* _Task set_
(a) Answer these questions from the solar installers discussion, one per line:
(i) Which tariff rate does Sciple say the drop in panel prices was large enough to offset?
(ii) Which two companies does Hall name as the two largest pure play publicly traded solar installers?
(iii) What savings off a normal utility bill does Hall say a consumer can get?
(b) Rename "solar system" to "solar array" in the solar installers discussion, and write out the passage starting at "I'll talk really" and ending at "from over time.".

* _Extracted text_
+ + + +

Sciple: Let's move on into the installers. We mentioned a little bit with the falling demand out of China that we've seen panel prices really fall in a significant way, enough to even make up the 30% tariff that was put in place earlier this year. In a year that looked like, when the tariffs first dropped, it might be tough times to be a panel manufacturer as your input costs rise and it's more expensive for folks to hire you to install solar on their homes, it's actually turned out to be not that bad of a year for them. What are you thinking about this space with the installers this year? 

Hall: It's been surprisingly good, it really has. I'll tell you, a year ago, I was pretty negative on companies like Sunrun, Vivint Solar. Those are the two largest pure play publicly traded solar installers. I was pretty negative on them because of the looming tariffs and how that was likely to impact demand domestically. But, I'll tell you, especially for Vivint, it's been a good year. I think stock is still up something like double over the past year, which is really good. The company's also built up a pretty good book of recurring revenues that it's going to own. 

I'll talk really quickly about how these companies work and how they make a living. Essentially, they do two things. They sell you a solar system and install it, and they make a profit on that sale. Then, they can make recurring income over time for maintenance and support that thing. The other way that they make money is, if you don't want to buy or finance, take out a loan, to acquire a solar system, there are solar leases and there are PPAs, or power purchase agreements. These are long-term like 20, 25-year contracts. What happens with these is, the solar installer maintains ownership generally. Sometimes they sell it to a third party, but generally, they maintain ownership of that asset and it goes on their books. Then, they have a source of recurring revenue that they can make a living from over time.

I think Vivint Solar has something like $8.10 per share on its books in present value of the long-term contracts that it holds. The benefit for you as a consumer of doing one of these PPAs or lease agreements is that you get a fixed payment based on whatever your usage is going to be. And generally, you can reduce vs. your energy bill because your energy bill basically goes away. You may pay a little bit to your electric utility, but you can save 20-30% off of what you would normally pay your utility. You don't have to make a major financial outlay or take out a loan to buy the solar system. And you know that the installer is going to take care of maintenance and repairs and keeping the system up and working. 

The benefit for them is, typically, these can be a little more profitable for them than just selling you a system. That's part of the trade, too. They can make a little bit more money on these deals, and they can capture recurring cash flows for the length of that contract. 

As an investor, if you're looking at these businesses, you want to understand, what is their mix of business? Can they sell systems profitably? And can they profitably do these solar leases and PPA agreements? Especially as interest rates are going up, that's going to put a little bit of a squeeze on them to continue making the same margins. They have to get money to pay for those systems still, and it's typically debt that they take out. You have to understand that.

+ + + +

* _Supplied information_
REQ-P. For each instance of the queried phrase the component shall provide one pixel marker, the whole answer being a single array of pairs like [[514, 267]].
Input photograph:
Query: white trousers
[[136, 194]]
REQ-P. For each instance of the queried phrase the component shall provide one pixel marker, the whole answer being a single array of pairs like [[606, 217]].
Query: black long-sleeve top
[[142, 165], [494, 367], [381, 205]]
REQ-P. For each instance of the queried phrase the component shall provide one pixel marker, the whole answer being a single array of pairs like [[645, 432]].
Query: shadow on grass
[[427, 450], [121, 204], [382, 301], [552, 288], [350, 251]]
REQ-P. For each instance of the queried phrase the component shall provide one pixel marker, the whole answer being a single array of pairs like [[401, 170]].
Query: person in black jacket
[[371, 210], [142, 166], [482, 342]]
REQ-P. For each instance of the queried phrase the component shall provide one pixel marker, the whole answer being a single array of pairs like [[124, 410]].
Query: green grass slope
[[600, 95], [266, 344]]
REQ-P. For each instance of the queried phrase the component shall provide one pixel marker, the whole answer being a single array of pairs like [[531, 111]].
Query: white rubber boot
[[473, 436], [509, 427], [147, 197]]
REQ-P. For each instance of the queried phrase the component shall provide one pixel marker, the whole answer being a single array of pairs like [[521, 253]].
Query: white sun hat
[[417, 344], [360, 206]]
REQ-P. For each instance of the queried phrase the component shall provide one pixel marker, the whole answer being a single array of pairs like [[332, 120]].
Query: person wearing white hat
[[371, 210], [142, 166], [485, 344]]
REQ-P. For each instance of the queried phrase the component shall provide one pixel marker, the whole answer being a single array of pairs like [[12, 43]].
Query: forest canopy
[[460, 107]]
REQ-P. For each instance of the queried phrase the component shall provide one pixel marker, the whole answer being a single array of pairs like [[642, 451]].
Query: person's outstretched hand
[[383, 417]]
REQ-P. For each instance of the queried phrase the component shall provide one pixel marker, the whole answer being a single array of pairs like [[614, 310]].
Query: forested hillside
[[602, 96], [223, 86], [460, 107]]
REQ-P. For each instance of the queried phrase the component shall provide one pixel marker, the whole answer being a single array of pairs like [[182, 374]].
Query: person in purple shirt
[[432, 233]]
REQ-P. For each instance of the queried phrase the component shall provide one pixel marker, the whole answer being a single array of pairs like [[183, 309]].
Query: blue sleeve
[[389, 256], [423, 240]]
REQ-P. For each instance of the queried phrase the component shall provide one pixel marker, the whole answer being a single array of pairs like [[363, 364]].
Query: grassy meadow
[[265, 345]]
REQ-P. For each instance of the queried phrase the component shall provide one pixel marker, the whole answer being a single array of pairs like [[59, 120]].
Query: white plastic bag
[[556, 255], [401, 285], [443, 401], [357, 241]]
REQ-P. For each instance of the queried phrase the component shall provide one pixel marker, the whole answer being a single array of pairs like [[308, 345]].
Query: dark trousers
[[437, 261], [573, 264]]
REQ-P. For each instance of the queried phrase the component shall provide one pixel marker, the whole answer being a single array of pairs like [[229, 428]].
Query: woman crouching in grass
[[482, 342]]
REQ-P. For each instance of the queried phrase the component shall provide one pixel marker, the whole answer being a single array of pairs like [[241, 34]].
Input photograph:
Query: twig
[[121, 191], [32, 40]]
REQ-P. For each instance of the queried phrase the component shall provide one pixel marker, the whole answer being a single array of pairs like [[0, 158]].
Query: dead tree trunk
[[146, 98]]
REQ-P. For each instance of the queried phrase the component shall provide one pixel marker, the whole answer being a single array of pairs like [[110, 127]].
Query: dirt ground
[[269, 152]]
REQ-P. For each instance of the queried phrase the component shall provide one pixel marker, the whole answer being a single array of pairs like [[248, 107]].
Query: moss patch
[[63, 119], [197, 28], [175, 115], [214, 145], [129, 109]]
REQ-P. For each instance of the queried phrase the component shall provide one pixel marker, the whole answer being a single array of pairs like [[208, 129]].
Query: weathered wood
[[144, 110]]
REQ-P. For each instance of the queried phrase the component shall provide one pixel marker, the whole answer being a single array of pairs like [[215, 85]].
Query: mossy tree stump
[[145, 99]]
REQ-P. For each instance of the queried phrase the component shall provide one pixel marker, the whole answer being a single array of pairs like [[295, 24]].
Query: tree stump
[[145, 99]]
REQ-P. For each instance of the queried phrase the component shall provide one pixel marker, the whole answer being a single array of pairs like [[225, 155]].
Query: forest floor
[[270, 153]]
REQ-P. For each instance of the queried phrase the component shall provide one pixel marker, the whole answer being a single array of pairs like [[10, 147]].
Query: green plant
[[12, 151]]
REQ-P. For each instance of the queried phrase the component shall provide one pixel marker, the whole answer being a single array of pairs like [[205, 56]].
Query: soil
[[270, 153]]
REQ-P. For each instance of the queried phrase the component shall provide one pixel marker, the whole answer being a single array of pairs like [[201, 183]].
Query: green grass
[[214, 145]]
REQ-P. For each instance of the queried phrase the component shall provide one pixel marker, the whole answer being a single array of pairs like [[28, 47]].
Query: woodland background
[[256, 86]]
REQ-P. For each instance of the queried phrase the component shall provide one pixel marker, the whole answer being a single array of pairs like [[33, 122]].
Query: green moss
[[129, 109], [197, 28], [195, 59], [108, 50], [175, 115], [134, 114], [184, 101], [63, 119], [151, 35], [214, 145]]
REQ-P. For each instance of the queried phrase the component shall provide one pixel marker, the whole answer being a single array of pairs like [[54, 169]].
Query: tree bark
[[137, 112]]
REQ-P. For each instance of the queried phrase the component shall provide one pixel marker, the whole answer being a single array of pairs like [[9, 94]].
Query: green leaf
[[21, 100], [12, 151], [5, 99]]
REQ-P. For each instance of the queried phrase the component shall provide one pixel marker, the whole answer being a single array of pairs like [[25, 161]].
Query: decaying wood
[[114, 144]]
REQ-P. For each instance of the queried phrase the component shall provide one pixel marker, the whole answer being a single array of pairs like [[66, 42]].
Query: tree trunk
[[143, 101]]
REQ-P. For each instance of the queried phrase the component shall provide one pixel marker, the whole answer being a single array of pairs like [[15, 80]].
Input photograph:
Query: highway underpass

+ + + +

* _Answers_
(a)
(i) The 30% tariff.
(ii) Sunrun and Vivint Solar.
(iii) 20-30%.

(b)
I'll talk really quickly about how these companies work and how they make a living. Essentially, they do two things. They sell you a solar array and install it, and they make a profit on that sale. Then, they can make recurring income over time for maintenance and support that thing. The other way that they make money is, if you don't want to buy or finance, take out a loan, to acquire a solar array, there are solar leases and there are PPAs, or power purchase agreements. These are long-term like 20, 25-year contracts. What happens with these is, the solar installer maintains ownership generally. Sometimes they sell it to a third party, but generally, they maintain ownership of that asset and it goes on their books. Then, they have a source of recurring revenue that they can make a living from over time.